_Text section_
******************************

Runtime measurement definitions:

GPU Compute Time: the GPU latency to execute the kernels for a query.
Total GPU Compute Time: the summation of the GPU Compute Time of all the queries.
Enqueue Time: the host latency to enqueue a query. If this is longer than GPU Compute Time, the GPU may be under-utilized.
H2D Latency: the latency for host-to-device data transfers for input tensors of a single query.
D2H Latency: the latency for device-to-host data transfers for output tensors of a single query.
Latency: the summation of H2D Latency, GPU Compute Time, and D2H Latency of a single query. Lower latency is better.
Throughput: how many inferences can be completed in a fixed time. Higher throughput is better. Higher throughput reflects a more efficient utilization of fixed compute resources.

Profiling with trtexec and NVIDIA Nsight Systems

NVIDIA Nsight Systems can be used to profile the Co-DETR TensorRT engine execution. TensorRT uses NVIDIA Took Extension SDK (NVTX) to record the start and stop timestamps for each layer. By prefixing the trtexec command with nsys profile, we can record the timing events and to a log file for visualization and analysis in the Nsight Systems application.

******************************

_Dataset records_
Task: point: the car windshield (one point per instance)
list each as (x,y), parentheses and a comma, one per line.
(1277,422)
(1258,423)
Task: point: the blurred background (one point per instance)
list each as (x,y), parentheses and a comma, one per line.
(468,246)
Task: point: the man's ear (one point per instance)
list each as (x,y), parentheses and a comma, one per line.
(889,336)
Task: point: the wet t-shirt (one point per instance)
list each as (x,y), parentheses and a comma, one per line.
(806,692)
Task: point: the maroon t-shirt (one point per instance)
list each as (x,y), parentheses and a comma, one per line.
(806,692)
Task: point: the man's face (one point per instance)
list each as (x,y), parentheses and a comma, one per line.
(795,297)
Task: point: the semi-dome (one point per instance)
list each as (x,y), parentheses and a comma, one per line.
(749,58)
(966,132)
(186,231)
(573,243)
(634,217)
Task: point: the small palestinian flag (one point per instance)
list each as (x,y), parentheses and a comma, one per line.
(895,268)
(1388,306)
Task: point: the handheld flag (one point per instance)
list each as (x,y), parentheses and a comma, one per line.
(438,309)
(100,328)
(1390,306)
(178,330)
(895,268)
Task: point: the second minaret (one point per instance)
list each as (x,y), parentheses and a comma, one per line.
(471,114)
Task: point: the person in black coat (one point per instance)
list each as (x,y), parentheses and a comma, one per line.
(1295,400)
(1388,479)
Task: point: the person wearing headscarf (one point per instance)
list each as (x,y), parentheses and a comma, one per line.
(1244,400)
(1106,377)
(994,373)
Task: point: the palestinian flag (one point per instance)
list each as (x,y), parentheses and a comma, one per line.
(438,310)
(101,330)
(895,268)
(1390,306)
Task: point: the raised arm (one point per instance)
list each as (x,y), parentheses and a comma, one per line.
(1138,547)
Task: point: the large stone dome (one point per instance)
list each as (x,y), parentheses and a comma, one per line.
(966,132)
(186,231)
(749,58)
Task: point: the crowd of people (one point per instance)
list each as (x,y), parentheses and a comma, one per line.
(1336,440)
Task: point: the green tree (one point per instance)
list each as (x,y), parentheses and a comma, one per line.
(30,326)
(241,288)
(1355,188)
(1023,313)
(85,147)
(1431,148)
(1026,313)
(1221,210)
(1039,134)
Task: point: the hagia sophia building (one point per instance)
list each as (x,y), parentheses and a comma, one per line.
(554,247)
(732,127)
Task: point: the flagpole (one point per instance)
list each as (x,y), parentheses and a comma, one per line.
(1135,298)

******************************

_Exercise instructions_
(1) How would you sum up the runtime measurement text in two sentences?
(2) Duplicate the runtime measurement text from "D2H Latency: the" to "latency is better.".
Work from the text alone.

_Per-task answers_
(1) The text defines runtime measures for a query: GPU Compute Time and its total across queries, Enqueue Time, H2D and D2H Latency, Latency as the sum of H2D Latency, GPU Compute Time and D2H Latency, and Throughput, noting that lower latency and higher throughput are better. It also states that NVIDIA Nsight Systems can profile the Co-DETR TensorRT engine execution when the trtexec command is prefixed with nsys profile.

(2)
D2H Latency: the latency for device-to-host data transfers for output tensors of a single query.
Latency: the summation of H2D Latency, GPU Compute Time, and D2H Latency of a single query. Lower latency is better.